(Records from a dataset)
================

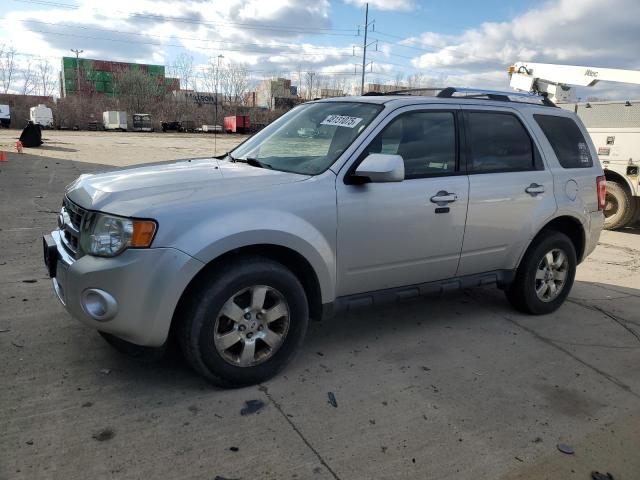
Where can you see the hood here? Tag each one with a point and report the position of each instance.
(138, 191)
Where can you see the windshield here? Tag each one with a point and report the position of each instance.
(309, 138)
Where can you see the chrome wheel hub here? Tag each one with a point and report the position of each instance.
(551, 274)
(251, 326)
(611, 206)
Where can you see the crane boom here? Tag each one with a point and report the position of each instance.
(557, 81)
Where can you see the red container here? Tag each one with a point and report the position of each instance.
(237, 124)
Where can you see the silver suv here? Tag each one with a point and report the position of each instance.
(392, 197)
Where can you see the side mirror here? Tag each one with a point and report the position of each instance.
(381, 168)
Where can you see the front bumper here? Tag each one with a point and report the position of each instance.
(145, 283)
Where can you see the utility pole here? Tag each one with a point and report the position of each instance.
(365, 45)
(215, 126)
(77, 52)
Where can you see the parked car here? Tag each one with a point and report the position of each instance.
(114, 120)
(5, 116)
(41, 115)
(237, 124)
(183, 126)
(142, 122)
(398, 197)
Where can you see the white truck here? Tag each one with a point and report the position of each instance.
(614, 127)
(114, 120)
(5, 116)
(41, 115)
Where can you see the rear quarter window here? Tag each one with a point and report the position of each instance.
(567, 141)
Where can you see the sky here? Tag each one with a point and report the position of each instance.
(446, 43)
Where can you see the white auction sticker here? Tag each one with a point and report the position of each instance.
(341, 121)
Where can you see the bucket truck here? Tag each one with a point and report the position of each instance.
(614, 127)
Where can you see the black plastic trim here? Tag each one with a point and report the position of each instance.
(388, 296)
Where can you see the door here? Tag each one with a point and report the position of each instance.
(510, 190)
(409, 232)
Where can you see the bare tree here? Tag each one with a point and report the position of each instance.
(235, 83)
(182, 67)
(7, 67)
(45, 78)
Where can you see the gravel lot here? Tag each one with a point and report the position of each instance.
(458, 386)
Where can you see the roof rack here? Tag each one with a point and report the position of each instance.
(477, 93)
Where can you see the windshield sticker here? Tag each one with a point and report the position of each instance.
(341, 121)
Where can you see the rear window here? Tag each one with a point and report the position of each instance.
(567, 141)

================

> **Goal of the exercise**
Nothing but the lines from the one containing "Where can you see the windshield sticker" through the last line of the data above should be set down, word for word.

> **Expected answer**
Where can you see the windshield sticker here? Tag each one with a point and report the position of each instance.
(341, 121)
Where can you see the rear window here? Tag each one with a point and report the position of each instance.
(567, 141)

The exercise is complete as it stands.